What you have to do: Everything from the line that contains "Where can the yellow" through the final line of the records should be written out exactly, and nothing outside that span.

Recorded data:
──────────────────────────────

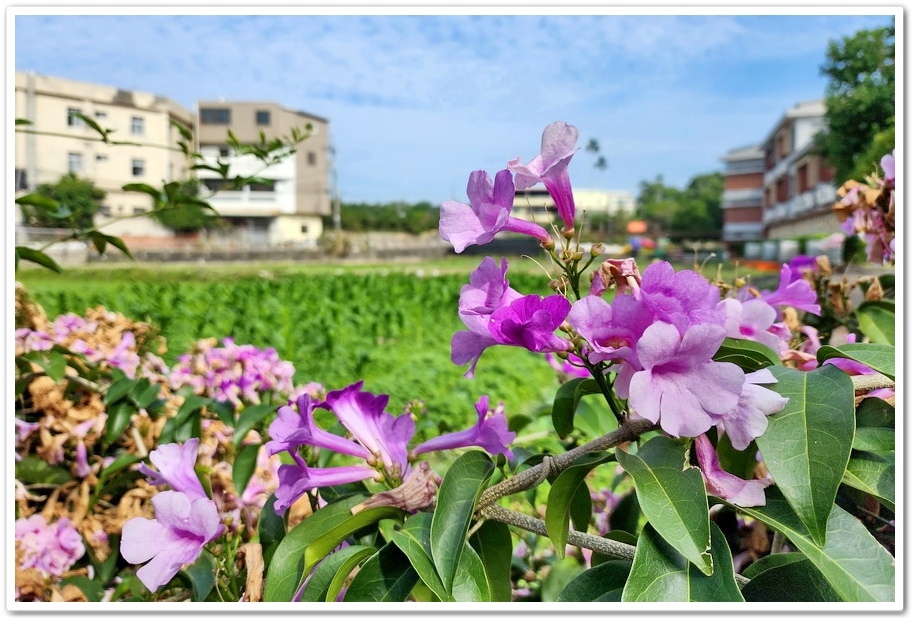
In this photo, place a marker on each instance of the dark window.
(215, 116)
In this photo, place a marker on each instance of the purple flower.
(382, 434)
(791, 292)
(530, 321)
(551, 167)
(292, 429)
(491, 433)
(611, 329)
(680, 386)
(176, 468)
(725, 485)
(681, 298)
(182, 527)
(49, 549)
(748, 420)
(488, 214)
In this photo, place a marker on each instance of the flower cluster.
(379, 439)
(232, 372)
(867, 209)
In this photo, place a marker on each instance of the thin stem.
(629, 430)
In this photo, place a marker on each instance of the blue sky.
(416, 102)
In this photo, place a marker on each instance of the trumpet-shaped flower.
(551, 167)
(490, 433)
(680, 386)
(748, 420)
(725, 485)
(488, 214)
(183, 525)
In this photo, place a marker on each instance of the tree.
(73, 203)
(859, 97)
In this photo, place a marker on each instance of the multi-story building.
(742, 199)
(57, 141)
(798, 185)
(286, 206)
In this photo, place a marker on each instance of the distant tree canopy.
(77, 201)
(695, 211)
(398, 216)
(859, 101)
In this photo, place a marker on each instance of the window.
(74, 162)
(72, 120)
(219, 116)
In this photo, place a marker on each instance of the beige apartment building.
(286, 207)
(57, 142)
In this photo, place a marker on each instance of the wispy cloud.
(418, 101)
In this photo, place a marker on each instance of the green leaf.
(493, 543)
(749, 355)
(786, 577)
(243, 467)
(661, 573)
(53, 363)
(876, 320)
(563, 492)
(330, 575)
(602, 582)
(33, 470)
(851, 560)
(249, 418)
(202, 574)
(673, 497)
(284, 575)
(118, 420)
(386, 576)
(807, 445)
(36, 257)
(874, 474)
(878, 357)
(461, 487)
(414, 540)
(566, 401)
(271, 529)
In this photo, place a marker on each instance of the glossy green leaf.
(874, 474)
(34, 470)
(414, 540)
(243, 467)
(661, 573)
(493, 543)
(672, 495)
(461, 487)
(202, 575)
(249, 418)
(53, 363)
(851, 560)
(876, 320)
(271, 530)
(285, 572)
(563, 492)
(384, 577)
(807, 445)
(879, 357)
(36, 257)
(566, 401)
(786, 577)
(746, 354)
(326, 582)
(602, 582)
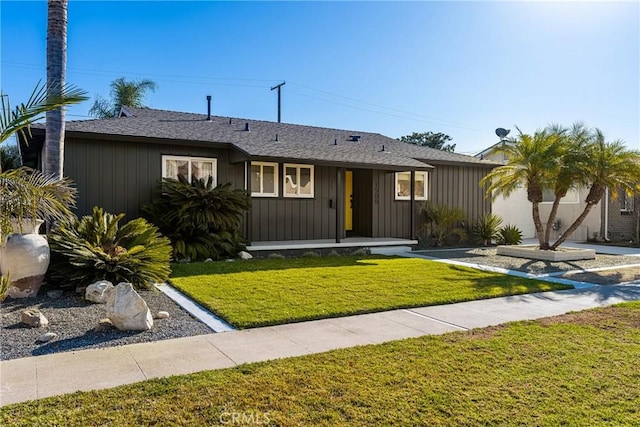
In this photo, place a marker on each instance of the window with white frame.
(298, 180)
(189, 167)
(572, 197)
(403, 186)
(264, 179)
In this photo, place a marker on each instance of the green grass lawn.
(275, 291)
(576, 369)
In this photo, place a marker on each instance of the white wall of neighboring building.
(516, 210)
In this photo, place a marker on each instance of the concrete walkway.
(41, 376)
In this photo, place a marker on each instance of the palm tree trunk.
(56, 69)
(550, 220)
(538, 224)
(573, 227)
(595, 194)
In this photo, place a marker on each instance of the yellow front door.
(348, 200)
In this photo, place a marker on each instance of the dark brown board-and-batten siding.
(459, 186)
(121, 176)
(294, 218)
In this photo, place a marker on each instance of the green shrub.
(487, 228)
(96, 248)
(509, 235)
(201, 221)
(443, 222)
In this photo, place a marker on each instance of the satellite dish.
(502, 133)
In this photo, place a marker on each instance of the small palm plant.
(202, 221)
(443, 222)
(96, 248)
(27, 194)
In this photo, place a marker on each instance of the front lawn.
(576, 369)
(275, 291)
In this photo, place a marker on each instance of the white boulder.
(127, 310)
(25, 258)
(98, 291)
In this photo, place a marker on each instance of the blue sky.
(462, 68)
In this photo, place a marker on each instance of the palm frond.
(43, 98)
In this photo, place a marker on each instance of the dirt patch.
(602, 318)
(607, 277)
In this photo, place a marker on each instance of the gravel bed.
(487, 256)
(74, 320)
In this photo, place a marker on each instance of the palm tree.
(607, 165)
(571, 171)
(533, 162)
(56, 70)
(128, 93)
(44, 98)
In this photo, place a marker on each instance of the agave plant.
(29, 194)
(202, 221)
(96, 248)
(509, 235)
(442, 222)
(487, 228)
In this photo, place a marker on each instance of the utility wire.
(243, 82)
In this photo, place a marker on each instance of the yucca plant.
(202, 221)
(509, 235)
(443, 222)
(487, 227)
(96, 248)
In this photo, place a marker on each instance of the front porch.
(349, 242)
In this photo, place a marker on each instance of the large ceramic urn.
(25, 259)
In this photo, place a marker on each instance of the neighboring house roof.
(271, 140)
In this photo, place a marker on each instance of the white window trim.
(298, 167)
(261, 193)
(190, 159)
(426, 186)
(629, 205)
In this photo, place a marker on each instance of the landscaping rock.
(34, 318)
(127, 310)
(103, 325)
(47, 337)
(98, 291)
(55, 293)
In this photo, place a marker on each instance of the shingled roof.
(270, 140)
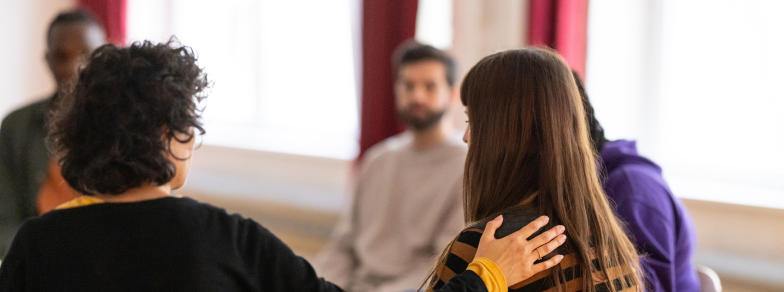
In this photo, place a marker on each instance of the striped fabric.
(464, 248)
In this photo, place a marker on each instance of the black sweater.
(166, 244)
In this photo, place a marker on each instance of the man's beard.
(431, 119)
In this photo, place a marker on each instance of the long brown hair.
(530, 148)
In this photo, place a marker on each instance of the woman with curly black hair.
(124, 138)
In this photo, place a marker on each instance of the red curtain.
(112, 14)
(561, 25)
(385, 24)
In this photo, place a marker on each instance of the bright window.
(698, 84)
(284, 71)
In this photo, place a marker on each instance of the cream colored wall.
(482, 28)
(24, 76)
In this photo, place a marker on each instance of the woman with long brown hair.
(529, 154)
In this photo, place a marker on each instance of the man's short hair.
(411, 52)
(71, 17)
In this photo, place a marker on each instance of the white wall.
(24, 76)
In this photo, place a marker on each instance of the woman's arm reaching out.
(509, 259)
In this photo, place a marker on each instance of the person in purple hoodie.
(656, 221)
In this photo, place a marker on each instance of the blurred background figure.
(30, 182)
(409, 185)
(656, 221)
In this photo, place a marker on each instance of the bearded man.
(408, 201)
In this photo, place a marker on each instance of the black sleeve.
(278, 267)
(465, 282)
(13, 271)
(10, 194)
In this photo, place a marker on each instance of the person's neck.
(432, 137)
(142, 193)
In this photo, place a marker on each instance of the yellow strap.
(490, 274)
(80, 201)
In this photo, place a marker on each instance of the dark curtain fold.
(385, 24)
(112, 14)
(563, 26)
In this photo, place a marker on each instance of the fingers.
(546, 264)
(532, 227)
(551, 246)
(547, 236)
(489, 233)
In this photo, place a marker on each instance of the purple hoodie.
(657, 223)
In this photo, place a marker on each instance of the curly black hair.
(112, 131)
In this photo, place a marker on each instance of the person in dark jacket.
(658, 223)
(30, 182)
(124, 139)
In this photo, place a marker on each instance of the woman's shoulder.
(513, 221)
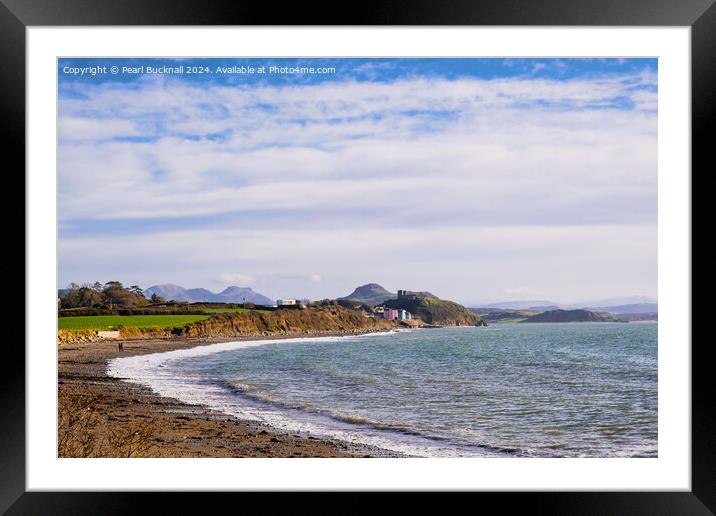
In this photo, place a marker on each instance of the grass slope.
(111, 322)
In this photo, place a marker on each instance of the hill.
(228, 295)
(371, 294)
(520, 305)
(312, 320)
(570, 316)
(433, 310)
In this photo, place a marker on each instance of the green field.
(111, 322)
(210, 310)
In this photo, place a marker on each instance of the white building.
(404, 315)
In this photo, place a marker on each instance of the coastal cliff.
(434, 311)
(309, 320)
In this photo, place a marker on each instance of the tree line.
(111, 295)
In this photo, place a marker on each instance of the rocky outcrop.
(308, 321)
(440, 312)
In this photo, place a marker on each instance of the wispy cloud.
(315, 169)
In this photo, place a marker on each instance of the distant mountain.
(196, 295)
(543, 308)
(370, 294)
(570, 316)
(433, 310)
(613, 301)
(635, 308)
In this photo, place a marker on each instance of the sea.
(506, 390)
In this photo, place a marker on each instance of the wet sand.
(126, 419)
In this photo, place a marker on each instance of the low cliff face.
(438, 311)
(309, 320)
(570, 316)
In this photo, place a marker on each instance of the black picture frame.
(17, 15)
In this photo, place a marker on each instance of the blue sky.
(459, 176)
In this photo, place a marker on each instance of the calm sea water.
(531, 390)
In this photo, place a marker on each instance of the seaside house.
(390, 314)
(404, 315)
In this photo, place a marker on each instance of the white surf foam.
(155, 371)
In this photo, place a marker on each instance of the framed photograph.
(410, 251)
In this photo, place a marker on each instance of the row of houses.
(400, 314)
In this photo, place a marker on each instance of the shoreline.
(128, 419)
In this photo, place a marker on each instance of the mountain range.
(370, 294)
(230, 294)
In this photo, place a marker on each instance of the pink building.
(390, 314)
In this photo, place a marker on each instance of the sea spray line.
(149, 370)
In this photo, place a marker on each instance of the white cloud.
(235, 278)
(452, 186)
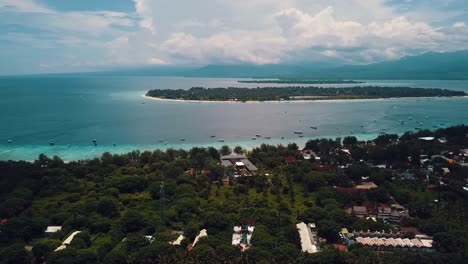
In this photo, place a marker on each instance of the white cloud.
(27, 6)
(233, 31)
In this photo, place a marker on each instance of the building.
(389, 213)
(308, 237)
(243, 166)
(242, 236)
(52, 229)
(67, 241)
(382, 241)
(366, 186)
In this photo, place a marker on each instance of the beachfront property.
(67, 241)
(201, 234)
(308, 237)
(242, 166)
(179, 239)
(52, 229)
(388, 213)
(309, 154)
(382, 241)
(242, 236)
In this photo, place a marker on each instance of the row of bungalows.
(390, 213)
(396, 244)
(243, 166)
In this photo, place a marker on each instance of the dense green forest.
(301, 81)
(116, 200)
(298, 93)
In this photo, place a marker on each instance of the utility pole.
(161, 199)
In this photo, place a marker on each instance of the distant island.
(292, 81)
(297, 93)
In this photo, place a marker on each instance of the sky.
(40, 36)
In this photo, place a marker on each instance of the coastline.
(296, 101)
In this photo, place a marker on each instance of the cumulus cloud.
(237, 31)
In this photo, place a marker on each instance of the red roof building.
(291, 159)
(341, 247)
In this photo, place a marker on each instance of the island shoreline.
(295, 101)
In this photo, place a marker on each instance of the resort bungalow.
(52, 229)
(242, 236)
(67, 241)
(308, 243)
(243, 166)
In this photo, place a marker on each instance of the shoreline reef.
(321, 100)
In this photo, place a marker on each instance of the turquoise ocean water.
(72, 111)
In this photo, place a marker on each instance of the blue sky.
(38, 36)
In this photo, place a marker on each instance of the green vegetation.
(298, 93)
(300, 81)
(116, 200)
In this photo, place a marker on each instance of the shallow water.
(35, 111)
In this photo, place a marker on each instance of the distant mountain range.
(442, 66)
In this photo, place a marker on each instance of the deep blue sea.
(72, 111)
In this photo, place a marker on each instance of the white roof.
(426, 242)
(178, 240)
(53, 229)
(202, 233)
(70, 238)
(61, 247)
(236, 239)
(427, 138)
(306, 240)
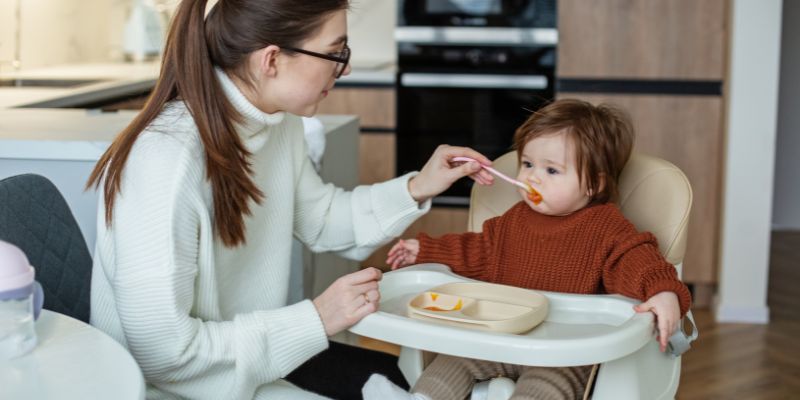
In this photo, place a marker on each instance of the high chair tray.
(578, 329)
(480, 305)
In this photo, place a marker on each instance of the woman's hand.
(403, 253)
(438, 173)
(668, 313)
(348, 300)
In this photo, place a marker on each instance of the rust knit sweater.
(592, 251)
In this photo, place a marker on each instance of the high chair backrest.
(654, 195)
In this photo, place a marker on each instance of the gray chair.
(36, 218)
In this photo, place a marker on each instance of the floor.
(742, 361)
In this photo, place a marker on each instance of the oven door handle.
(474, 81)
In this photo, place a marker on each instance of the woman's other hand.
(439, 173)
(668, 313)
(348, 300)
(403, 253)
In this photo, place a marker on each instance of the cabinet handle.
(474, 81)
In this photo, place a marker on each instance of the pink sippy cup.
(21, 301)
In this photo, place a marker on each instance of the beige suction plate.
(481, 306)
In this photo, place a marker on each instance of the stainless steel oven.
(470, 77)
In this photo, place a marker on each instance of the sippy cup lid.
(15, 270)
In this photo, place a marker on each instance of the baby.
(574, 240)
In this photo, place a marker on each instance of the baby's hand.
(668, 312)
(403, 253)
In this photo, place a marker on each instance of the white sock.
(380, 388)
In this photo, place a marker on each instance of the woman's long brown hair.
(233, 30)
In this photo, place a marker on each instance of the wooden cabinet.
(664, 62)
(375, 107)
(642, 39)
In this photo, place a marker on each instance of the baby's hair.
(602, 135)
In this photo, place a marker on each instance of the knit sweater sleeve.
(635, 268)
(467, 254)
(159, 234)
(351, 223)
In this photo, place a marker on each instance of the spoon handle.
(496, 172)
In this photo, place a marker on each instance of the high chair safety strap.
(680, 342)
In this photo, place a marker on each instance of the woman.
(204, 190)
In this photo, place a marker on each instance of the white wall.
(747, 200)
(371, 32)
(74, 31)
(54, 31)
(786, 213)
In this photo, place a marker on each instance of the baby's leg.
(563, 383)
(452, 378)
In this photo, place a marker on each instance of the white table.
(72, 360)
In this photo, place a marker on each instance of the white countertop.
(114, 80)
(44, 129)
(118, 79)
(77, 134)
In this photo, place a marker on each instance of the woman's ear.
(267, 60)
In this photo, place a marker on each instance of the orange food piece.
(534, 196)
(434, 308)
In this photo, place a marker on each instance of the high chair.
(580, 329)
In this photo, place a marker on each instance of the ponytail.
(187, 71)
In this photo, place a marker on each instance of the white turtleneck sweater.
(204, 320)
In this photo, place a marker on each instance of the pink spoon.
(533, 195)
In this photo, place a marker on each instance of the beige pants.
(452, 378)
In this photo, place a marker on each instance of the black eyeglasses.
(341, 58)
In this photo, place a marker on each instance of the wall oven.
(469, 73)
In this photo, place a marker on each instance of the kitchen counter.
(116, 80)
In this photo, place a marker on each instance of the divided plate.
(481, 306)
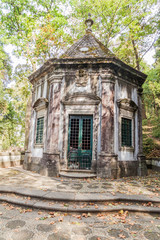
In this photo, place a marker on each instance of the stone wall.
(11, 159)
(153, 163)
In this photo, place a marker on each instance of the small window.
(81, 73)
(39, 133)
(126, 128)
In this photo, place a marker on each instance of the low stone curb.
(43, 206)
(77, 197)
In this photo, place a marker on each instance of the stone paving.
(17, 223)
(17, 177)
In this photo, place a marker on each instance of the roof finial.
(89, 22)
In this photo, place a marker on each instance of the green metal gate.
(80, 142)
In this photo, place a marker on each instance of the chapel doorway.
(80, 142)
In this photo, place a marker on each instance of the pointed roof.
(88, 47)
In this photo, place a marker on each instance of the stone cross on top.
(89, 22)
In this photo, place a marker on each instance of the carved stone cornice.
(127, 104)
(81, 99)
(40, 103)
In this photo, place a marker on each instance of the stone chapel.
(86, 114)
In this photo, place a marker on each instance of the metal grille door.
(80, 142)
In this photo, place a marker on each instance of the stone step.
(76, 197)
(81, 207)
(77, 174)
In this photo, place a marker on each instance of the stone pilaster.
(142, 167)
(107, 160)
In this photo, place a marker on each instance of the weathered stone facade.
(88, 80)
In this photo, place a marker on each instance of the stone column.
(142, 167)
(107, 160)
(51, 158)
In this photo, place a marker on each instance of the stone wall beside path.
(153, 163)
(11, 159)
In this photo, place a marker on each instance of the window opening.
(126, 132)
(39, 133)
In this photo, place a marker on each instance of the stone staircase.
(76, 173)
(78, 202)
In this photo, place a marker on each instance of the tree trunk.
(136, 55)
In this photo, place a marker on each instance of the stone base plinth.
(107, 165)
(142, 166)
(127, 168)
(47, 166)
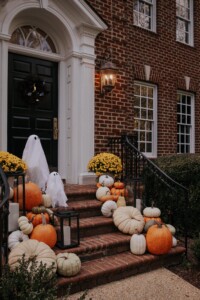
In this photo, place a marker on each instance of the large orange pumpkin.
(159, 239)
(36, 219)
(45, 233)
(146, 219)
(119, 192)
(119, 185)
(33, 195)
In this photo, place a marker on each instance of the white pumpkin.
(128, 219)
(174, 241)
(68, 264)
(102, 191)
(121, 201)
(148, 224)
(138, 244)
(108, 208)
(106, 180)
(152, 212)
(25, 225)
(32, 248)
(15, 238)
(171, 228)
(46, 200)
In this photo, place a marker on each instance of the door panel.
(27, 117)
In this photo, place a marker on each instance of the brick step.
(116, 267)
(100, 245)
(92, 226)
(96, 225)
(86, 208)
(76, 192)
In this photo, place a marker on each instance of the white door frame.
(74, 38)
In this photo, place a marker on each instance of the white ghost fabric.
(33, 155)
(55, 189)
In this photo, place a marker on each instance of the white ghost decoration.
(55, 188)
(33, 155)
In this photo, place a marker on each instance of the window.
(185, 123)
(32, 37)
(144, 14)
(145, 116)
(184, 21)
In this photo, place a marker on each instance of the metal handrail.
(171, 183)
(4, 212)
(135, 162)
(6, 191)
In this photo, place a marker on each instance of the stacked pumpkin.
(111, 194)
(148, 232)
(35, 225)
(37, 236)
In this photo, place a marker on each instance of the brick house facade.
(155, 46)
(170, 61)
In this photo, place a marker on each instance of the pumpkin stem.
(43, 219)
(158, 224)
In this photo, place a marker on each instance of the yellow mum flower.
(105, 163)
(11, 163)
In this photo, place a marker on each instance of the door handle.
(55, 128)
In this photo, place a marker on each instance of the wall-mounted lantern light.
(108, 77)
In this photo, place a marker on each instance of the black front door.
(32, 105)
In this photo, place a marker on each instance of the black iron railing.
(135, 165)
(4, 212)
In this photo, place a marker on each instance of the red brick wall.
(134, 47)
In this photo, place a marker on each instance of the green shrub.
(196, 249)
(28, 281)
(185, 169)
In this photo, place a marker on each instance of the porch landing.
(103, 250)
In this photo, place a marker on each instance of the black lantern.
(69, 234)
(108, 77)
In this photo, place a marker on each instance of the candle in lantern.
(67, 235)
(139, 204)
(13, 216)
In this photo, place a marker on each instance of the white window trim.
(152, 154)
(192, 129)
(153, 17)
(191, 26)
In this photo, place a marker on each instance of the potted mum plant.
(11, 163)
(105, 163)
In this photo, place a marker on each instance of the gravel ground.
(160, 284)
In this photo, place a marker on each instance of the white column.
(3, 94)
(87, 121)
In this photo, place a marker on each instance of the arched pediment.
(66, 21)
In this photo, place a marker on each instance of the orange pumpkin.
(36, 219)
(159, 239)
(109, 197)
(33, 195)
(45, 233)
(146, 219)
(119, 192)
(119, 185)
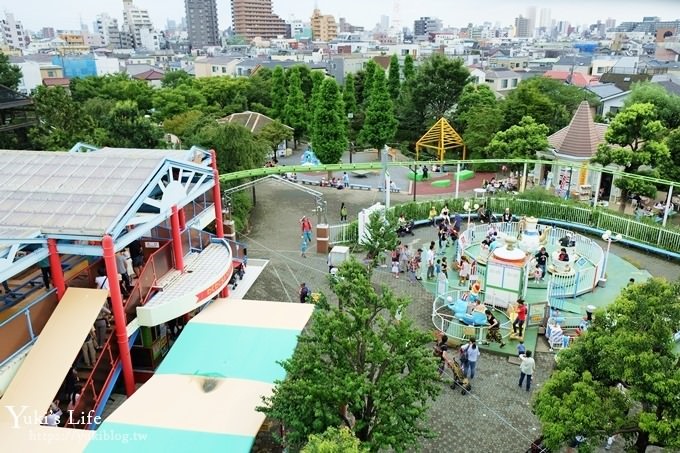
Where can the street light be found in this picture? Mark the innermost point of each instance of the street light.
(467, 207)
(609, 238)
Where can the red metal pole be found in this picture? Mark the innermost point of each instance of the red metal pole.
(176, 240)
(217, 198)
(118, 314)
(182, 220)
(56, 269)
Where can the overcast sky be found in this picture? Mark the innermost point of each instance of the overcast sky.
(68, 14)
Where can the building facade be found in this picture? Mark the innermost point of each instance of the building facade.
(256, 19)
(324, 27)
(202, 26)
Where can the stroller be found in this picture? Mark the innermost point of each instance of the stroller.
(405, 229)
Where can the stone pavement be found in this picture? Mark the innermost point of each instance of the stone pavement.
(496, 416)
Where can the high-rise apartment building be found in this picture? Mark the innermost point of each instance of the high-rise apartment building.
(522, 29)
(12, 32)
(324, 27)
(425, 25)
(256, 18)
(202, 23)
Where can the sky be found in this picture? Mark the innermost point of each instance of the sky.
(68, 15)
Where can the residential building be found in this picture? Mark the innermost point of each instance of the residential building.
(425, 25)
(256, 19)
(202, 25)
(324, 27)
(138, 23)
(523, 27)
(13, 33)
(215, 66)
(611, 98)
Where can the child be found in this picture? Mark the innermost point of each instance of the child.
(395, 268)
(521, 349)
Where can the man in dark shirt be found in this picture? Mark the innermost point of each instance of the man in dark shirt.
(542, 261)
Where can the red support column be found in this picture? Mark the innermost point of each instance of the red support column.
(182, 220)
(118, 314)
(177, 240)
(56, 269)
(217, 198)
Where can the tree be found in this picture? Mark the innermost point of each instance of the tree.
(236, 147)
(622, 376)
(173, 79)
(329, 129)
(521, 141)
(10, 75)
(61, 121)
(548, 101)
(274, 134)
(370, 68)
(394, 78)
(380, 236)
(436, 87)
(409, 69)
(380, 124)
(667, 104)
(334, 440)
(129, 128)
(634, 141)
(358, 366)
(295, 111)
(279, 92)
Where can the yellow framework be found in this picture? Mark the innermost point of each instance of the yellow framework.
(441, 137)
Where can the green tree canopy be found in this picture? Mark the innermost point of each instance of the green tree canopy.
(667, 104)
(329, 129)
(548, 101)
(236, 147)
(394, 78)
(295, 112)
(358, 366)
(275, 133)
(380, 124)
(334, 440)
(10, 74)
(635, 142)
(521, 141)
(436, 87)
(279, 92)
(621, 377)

──────────────────────────────

Finished exercise:
Where can the yellow framework be found in this picture? Mark the innermost point of each instance of the yellow framework.
(441, 137)
Where can the green tree canopy be found in this picture? Mark the innermost point of each instance of the green tree canopy.
(667, 104)
(329, 129)
(548, 101)
(236, 147)
(394, 78)
(295, 112)
(358, 366)
(275, 133)
(380, 124)
(334, 440)
(10, 74)
(635, 142)
(521, 141)
(436, 87)
(279, 92)
(621, 377)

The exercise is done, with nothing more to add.